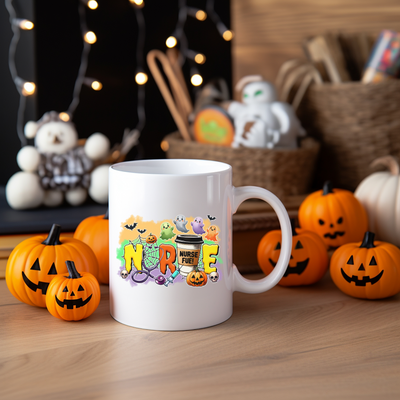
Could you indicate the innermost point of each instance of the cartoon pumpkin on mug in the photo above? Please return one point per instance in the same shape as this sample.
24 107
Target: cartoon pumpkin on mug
367 269
335 214
308 261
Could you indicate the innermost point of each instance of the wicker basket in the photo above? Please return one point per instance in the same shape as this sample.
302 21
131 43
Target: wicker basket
355 123
283 172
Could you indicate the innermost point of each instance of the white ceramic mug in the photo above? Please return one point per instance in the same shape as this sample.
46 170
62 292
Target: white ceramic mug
171 243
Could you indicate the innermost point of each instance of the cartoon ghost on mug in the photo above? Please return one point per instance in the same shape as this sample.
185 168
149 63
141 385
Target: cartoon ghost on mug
180 223
166 231
197 226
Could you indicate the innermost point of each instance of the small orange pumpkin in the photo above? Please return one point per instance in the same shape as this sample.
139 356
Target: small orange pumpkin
73 297
367 270
37 260
151 239
335 214
94 232
196 278
309 258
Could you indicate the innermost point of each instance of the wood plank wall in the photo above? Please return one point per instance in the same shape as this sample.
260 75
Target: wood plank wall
269 32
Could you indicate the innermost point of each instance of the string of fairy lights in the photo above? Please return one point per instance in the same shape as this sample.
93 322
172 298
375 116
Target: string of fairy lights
176 39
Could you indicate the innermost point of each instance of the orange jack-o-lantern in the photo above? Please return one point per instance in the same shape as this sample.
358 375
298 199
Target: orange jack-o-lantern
151 239
74 296
196 278
37 260
335 214
94 232
367 270
308 261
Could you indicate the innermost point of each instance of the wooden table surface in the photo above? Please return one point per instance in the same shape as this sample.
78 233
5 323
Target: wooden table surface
289 343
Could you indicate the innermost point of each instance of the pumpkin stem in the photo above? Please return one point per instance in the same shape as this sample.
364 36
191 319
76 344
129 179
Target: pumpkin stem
293 225
73 273
327 188
368 242
388 161
54 236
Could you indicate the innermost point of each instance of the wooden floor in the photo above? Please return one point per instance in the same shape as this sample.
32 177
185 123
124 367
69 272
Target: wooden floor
289 343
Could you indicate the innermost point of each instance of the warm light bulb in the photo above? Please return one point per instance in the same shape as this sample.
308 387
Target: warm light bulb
227 35
201 15
92 4
64 116
171 42
141 78
90 37
26 25
96 85
139 3
200 58
28 88
196 80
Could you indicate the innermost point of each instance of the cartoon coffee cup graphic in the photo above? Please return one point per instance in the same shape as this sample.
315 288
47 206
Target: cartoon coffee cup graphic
188 249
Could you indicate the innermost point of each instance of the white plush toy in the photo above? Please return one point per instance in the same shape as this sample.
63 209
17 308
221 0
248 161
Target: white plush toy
57 166
260 119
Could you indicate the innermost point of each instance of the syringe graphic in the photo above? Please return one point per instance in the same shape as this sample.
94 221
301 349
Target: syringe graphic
172 277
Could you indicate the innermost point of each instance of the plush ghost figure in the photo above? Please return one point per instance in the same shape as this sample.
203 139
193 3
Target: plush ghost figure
56 167
260 120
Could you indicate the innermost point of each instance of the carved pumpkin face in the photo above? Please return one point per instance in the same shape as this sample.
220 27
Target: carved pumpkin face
73 297
335 214
196 278
151 239
309 258
36 261
367 270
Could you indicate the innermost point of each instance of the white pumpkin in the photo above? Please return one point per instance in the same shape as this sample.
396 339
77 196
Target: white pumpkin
379 193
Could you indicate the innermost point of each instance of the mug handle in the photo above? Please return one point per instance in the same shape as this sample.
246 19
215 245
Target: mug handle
241 284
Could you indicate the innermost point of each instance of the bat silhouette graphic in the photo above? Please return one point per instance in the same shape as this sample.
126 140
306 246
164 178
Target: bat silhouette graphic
131 227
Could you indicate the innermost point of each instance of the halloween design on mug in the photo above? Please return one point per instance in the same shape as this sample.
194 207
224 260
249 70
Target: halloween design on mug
170 251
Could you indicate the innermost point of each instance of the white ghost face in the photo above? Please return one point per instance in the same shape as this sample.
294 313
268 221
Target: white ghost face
180 218
214 276
56 137
259 92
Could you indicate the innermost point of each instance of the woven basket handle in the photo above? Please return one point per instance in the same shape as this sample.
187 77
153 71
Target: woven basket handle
241 284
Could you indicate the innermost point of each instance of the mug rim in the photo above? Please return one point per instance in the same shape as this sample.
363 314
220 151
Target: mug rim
147 167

WHAT IS EXPECTED
Write out all of the material above again, word for word and line for line, but leave out the pictures.

EXERCISE OUTPUT
Could you indicate the innermost point of each instance of the cartoon pumpkin on mug in the photo above? Please return one point per instance in the same shape as this sample.
24 107
Target: cartoon pumpkin on mug
367 269
335 214
308 261
Could you indicate the innermost point of each instance of the wicker basket in the photo above? Please return one point per instance in the same shape as this sample.
302 21
131 43
Target: wicker basket
355 123
283 172
Could you indicate the innermost point of each instance of the white ceramic mug in the photo above? Please return one point per instance in the same shape as this sample.
46 170
62 292
Target: white ceramic mug
171 243
Could you indicate the innermost point of each instance of the cartoon ghost on mug in the photo above? Please return one point per instance in the same shape as this sample.
185 168
149 63
141 385
Target: cartoon ghost on mug
180 223
166 231
197 226
Could you indicate the innermost point of each instance of the small orange pumpkin in the photo above? Please return one point per instance in the same shape as this sample.
139 356
Target: small orange pumpkin
73 297
367 270
37 260
151 239
335 214
94 232
196 278
309 258
Could you indicate the innermost point of each instance of the wood plank wall in the photo above? Please return one point per instance in the same shape as this sample.
260 75
Target: wood plank wall
269 32
Could you indicate the innermost point of each instance of the string of fairy lights in the photo above? Please return one point per instance in the same shape as this sample.
93 322
172 298
375 116
Target: string of fairy lights
176 39
Could you indicate the innermost point of each instance of the orange jack-o-lantern in the photo above? Please return one point per instance in the same shape as this sample.
358 375
298 199
Target: orange jack-o-lantern
151 239
74 296
196 278
37 260
335 214
94 232
367 270
308 261
Could you indicate the innermost point of each instance of the wooden table surface in the photo above? Please return one point per instance in the same shape as this sample.
78 233
5 323
Target: wooden table surface
289 343
Could you indicate the innermost point of each instance of the pumpkin stem in the photo above? Please return one point per instance in the same shape as this sample.
364 36
191 319
76 344
129 179
Target: pumpkin stem
293 225
73 273
327 188
368 242
388 161
54 236
Could you indicate the innermost point of each instance of the wooden floor in the photo above? Please return one point per instance in the same shape as this sample.
32 177
185 123
124 367
69 272
Target: wooden floor
289 343
Could you indicate the innermost point of each instance of the warm light bulb in the photo above? Please return one point per instance in the same shape as this sample.
308 387
Target: warm light bulb
227 35
201 15
92 4
64 116
171 42
141 78
90 37
26 25
96 85
139 3
200 58
28 88
196 80
Could you indicate the innermost point of each instance of the cartoon coffee cup graphic in the photo above? Please return one point per instance in the same shape as this sample.
315 288
47 206
Target: cartoon coffee cup graphic
188 249
Could you indicate the innermost point of each instance of the white plush toy in the photo above? Please return one point per instance in the same shape as this sample.
63 209
17 308
221 0
248 161
Target: white plush toy
57 166
260 119
Could you indicate the innermost point of each instance of the syringe graphic in the photo above? Please return one point per instance in the same shape as this sample.
94 221
301 349
Target: syringe graphic
172 277
Could you indicate the innermost point of each instance of the plush ghost figure in the photo above? Please return one point per instance in the same shape as this sample.
203 139
193 3
Target: plush ghost figure
56 167
260 120
Could you indicate the innermost point of each instance of the carved pumpkin face in the photo above? Please return one point per instance in the same shape as this sample.
220 27
Target: carved pumpkin face
73 297
335 214
196 278
151 239
309 258
36 261
367 270
Could you indicate the innermost point of each instance of the white pumpkin in the photo above? Please return one point per instance in the same shape as this sample.
396 339
77 196
Target: white pumpkin
379 193
Could you indicate the innermost point of each instance of the mug handle in the photo above? Please return one point per instance in the same shape as this sample.
246 19
215 245
Target: mug handle
241 284
Could you indicate the innermost point of each instance of the bat silhouette graphic in the photo above? Please return one point per instance in the same shape as this sample.
126 140
306 246
164 178
Target: bat silhouette graphic
131 227
Could you indicate the innermost point of each instance of the halloween design on mug in the photo above? Please return one point per instance in the same shape as this sample.
194 207
224 260
249 70
Target: halloween design on mug
170 251
Could you indicate the innermost point of each instance of the white ghost face in the photo above? Please return one point per instance in the same shape as this sample.
294 313
268 221
Target: white ghost face
180 218
214 276
56 137
259 92
Could you indicate the innermost point of each instance of the woven basket handle in the photo above? Please return one point per instance in the same shape as this sample.
187 77
153 71
Target: woven basket handle
241 284
Could you indicate the innermost point of each instance of the mug rim in the photo above? Please return one point per instance in the same shape as this sample.
363 314
220 151
Target: mug rim
147 167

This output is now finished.